:: WORK TO COMPLETE ::
Render the material below, from its first line through the line containing "left=133, top=0, right=180, bottom=102", as a Markdown table with the columns Row and Text. Number each line in Row and leave out any blank lines.

────────────────

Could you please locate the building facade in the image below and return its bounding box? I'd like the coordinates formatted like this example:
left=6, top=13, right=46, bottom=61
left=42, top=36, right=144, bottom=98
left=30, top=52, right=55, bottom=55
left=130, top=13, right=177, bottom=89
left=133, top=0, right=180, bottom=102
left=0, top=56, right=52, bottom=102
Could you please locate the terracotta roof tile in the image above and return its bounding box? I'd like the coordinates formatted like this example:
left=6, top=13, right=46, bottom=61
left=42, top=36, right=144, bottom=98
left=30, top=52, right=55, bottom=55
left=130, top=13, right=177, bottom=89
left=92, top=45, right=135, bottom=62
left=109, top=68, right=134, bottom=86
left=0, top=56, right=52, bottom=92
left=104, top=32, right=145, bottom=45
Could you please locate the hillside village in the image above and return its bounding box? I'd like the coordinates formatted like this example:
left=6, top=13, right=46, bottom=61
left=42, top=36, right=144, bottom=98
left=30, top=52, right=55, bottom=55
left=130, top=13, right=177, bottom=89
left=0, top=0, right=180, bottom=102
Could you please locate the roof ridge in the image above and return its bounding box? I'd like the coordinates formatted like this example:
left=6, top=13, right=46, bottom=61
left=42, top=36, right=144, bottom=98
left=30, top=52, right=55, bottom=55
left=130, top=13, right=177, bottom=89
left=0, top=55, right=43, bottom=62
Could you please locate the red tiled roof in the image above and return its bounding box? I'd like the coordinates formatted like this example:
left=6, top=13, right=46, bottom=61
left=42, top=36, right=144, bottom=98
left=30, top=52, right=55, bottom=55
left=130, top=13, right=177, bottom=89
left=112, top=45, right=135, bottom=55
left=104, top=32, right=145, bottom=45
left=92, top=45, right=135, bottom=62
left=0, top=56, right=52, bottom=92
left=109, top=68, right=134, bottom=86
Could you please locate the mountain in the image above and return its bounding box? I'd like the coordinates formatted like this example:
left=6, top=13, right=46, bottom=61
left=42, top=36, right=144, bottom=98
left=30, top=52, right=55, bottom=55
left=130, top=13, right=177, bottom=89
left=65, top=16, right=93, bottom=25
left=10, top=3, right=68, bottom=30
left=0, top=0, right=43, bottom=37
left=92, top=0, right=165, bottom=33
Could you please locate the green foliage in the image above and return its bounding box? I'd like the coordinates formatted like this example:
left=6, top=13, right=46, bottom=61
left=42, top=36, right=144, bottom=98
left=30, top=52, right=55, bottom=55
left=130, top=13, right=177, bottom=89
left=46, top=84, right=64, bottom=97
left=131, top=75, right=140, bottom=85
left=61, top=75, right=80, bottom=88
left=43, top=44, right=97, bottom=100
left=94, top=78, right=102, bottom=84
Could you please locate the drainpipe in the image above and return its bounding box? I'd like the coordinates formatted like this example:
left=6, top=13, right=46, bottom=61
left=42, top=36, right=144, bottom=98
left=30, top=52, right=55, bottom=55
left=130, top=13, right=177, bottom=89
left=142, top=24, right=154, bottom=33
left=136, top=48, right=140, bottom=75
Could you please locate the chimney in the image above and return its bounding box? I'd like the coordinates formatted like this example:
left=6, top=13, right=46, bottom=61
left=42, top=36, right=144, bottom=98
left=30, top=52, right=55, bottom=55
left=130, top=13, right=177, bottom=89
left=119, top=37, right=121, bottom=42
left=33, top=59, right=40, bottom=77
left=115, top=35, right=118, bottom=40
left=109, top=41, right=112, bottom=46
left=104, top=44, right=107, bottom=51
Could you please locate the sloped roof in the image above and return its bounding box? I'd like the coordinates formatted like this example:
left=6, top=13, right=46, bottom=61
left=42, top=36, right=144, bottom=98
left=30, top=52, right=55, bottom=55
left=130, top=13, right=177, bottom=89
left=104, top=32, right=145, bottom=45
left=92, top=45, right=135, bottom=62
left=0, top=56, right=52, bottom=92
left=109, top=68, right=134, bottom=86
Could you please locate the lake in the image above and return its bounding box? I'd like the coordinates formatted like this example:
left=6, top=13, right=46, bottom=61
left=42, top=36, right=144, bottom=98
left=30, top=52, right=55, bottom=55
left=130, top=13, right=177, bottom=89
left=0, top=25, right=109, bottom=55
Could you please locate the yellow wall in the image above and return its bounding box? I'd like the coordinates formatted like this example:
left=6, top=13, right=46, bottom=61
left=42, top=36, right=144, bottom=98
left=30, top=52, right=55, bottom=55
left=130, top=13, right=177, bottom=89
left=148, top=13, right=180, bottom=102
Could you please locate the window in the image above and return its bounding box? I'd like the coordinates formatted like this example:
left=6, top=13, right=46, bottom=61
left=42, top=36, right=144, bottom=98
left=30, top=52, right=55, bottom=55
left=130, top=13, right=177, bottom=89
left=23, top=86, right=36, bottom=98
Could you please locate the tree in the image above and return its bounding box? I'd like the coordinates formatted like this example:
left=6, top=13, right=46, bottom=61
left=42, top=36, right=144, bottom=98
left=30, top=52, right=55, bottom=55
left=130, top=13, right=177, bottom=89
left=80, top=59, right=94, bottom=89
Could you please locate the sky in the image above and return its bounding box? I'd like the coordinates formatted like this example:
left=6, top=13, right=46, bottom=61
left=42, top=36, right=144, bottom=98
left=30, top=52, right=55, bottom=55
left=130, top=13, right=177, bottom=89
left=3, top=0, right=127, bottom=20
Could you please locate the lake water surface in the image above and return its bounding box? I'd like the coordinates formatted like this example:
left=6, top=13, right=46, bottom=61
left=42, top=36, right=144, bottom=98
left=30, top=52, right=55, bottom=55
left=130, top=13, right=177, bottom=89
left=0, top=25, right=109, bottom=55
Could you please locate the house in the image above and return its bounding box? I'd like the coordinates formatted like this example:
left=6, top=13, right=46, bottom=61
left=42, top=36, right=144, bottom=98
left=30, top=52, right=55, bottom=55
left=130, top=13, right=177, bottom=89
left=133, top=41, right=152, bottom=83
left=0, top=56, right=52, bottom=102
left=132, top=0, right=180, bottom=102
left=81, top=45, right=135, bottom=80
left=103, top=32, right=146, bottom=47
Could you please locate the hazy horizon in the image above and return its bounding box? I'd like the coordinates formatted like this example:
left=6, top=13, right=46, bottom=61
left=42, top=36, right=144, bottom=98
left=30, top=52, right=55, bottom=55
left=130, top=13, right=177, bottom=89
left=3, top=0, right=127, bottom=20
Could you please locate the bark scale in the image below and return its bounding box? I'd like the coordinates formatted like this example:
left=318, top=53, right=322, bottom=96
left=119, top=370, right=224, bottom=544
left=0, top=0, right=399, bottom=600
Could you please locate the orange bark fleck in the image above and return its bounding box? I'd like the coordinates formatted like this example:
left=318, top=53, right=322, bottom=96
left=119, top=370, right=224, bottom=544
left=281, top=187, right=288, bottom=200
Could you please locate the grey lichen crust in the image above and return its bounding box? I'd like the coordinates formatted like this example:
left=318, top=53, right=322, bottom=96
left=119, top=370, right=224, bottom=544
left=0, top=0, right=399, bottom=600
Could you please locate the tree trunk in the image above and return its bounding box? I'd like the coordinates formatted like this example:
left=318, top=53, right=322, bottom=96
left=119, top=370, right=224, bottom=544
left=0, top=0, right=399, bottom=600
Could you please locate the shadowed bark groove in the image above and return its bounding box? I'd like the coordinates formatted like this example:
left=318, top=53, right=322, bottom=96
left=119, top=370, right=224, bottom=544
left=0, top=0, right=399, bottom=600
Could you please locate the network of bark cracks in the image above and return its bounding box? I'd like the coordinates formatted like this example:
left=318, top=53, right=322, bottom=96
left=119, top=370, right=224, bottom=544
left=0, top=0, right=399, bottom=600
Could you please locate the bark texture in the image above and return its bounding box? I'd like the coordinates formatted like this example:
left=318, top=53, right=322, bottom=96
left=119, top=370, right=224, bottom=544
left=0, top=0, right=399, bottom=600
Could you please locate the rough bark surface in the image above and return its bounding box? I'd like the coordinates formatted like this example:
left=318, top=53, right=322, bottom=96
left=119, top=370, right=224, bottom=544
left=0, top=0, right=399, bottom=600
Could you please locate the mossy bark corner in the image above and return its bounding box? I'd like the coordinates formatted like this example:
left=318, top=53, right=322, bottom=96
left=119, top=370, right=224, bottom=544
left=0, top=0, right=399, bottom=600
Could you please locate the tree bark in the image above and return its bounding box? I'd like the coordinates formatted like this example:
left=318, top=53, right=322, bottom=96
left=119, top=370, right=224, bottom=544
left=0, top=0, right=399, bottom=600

────────────────

:: WRITTEN SOLUTION ::
| Row | Text |
|---|---|
| 1 | Could you please locate the building facade in the image below and return its bounding box? I'd like the coordinates formatted like this example: |
| 2 | left=6, top=13, right=46, bottom=61 |
| 3 | left=42, top=36, right=144, bottom=98 |
| 4 | left=30, top=52, right=55, bottom=55 |
| 5 | left=130, top=13, right=177, bottom=89 |
| 6 | left=133, top=0, right=180, bottom=102 |